- [Passage]:
▶

I'm new to bioinformatics and have just been assigned to a genomic dna sequencing + genome assembly project and would appreciate your advice for some basic questions I have!
We are conducting a population survey of ~90 strains of Bacillus Subtilis (genome size = 4 MB). We would like to do full genome sequencing on each of these strains. We already have many reference genomes sequenced and will use those as anchors.
We will purify DNA from each strain and will have 90 individual DNA samples. We want to send these DNA samples out to a university/company to be sequenced. Using that data, we intend to assemble/resequence the genome of each of these strains ourselves using Velvet, SPAdes, or an alternative genome assembler.
Right now, I have the responsibility of choosing where our DNA samples get sent out to: what NGS platform to use, and what run specifications to use for our project.
My issue right now is that I'm not sure which next generation sequencing platform is suitable for our project if we intend to do genome assembly as our goal. How do I pick between Illumina (Miseq, Hiseq, etc) vs. PacBio?
I also am unsure of what depth of coverage would be acceptable for our purposes; I've been told 10X should be good enough but that seems low to me - perhaps 20X would suffice?
Finally, I'm not certain what read length would be appropriate - do you know if paired-end reads of 2x150 bp or 2x250 bp would be good?
I'm from a different field so I have a lot to learn - I'd appreciate any pointers you have. Thanks!

◀

- [Work task]: Can you copy the part of the post that starts with the words "I also am unsure" and ends with "20X would suffice?"? The entries have no connection to the post above.

[Stored data entries]
▶

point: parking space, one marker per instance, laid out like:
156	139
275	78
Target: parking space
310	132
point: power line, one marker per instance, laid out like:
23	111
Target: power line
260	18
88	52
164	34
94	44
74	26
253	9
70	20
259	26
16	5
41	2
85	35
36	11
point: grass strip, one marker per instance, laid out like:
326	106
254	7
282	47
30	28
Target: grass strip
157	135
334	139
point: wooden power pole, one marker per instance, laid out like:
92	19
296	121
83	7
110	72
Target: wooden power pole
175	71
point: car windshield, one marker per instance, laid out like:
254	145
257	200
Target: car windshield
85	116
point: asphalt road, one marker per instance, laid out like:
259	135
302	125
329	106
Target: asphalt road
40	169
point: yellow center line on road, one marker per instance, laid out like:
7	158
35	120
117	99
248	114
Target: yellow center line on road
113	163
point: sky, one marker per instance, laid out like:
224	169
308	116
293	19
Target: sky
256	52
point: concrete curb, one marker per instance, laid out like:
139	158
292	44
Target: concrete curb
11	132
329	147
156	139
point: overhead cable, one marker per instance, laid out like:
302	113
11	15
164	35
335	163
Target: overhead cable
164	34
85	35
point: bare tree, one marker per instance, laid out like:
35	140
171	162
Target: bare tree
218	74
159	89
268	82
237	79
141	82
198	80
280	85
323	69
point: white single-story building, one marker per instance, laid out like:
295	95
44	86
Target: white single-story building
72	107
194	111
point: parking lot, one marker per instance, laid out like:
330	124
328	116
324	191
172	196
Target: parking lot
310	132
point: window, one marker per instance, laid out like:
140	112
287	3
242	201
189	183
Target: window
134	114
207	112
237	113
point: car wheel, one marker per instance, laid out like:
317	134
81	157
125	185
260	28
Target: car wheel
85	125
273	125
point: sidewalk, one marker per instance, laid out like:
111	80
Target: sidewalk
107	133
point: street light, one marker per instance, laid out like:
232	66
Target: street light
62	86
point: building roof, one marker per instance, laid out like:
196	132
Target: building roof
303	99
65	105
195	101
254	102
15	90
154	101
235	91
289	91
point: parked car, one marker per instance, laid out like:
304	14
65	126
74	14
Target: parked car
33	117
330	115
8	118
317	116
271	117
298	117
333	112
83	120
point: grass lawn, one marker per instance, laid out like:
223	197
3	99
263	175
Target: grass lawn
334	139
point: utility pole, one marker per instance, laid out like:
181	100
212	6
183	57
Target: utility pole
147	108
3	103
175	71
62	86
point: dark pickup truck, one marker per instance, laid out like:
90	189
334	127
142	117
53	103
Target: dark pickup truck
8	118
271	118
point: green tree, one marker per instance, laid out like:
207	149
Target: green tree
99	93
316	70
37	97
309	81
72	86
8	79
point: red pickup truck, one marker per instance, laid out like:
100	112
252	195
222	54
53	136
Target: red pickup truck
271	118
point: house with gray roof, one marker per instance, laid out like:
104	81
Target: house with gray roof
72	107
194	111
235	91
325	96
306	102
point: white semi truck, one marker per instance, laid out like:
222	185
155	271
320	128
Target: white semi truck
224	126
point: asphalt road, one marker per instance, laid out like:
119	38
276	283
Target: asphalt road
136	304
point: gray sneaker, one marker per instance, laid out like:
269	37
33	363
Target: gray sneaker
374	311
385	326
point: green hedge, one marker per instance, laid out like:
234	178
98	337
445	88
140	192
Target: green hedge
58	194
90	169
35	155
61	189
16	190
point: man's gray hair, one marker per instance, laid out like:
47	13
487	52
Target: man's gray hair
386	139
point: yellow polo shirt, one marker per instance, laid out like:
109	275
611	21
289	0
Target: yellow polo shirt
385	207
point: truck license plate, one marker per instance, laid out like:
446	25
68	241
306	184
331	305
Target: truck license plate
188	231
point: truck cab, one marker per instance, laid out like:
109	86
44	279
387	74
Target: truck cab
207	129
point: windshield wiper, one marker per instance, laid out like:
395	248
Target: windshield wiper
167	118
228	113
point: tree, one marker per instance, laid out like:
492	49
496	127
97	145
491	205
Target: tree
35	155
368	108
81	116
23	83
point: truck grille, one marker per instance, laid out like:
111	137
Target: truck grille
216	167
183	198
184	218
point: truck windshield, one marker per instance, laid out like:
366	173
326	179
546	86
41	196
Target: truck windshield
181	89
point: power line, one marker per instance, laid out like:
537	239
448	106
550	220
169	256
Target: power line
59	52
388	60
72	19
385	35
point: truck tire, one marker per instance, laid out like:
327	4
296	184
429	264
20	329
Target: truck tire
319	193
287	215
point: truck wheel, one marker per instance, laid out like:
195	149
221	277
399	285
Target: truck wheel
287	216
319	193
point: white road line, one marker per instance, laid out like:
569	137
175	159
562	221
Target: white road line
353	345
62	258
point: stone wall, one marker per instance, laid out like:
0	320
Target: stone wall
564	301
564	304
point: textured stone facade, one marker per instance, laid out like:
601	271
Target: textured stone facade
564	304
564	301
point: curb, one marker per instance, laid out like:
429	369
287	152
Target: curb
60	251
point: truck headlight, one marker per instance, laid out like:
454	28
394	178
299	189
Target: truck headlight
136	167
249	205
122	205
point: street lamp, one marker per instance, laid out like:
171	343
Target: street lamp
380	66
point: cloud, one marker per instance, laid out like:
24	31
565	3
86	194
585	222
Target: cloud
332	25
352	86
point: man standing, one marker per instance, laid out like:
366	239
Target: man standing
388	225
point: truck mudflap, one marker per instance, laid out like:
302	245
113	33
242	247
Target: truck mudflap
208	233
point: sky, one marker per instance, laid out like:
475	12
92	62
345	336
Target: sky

◀

- [Output]:
I also am unsure of what depth of coverage would be acceptable for our purposes; I've been told 10X should be good enough but that seems low to me - perhaps 20X would suffice?